*DATA EXTRACT*:
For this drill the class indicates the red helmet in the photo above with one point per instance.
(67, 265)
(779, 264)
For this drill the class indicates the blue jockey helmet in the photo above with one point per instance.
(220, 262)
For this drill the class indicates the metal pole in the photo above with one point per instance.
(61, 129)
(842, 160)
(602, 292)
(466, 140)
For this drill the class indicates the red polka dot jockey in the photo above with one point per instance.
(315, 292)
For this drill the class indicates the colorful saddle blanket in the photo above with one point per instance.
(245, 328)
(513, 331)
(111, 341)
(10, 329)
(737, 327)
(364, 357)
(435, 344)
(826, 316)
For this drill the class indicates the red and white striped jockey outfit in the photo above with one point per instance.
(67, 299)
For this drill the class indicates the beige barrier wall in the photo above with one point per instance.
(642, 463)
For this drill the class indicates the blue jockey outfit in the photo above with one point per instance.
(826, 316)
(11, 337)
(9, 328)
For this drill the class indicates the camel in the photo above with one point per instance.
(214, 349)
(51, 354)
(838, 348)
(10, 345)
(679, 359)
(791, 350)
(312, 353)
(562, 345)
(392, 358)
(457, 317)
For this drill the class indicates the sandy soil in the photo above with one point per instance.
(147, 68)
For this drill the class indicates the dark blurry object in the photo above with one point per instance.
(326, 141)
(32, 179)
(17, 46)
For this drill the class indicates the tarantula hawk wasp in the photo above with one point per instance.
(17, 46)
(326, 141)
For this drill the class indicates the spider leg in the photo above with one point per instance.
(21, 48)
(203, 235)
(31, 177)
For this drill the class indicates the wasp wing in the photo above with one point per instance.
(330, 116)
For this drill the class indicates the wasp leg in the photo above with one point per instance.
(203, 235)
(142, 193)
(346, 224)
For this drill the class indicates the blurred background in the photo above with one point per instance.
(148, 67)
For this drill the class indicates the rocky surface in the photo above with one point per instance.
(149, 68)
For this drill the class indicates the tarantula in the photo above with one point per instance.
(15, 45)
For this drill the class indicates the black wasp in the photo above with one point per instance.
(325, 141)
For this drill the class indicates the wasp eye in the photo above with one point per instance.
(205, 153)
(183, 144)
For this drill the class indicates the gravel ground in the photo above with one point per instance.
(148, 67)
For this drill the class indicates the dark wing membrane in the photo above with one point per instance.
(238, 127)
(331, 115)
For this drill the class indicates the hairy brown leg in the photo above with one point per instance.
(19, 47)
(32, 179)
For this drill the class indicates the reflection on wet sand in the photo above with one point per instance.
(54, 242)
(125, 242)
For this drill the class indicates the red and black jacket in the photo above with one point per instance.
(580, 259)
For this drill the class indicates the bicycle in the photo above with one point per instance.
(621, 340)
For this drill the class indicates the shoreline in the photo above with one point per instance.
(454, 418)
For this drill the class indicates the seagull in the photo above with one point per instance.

*DIRECTIVE*:
Copy the stretch of the records from the line containing "For this drill the class indicates the bicycle" through the end, swapping "seagull" for "pelican" and leaving everything else unchanged.

*WRITTEN RESPONSE*:
For this drill the class indicates the bicycle in the photo above with one point per instance.
(621, 340)
For this drill the class indicates the shoreline in the photo above with one point per instance.
(454, 418)
For this drill the class indicates the pelican in the photo above with one point per instance.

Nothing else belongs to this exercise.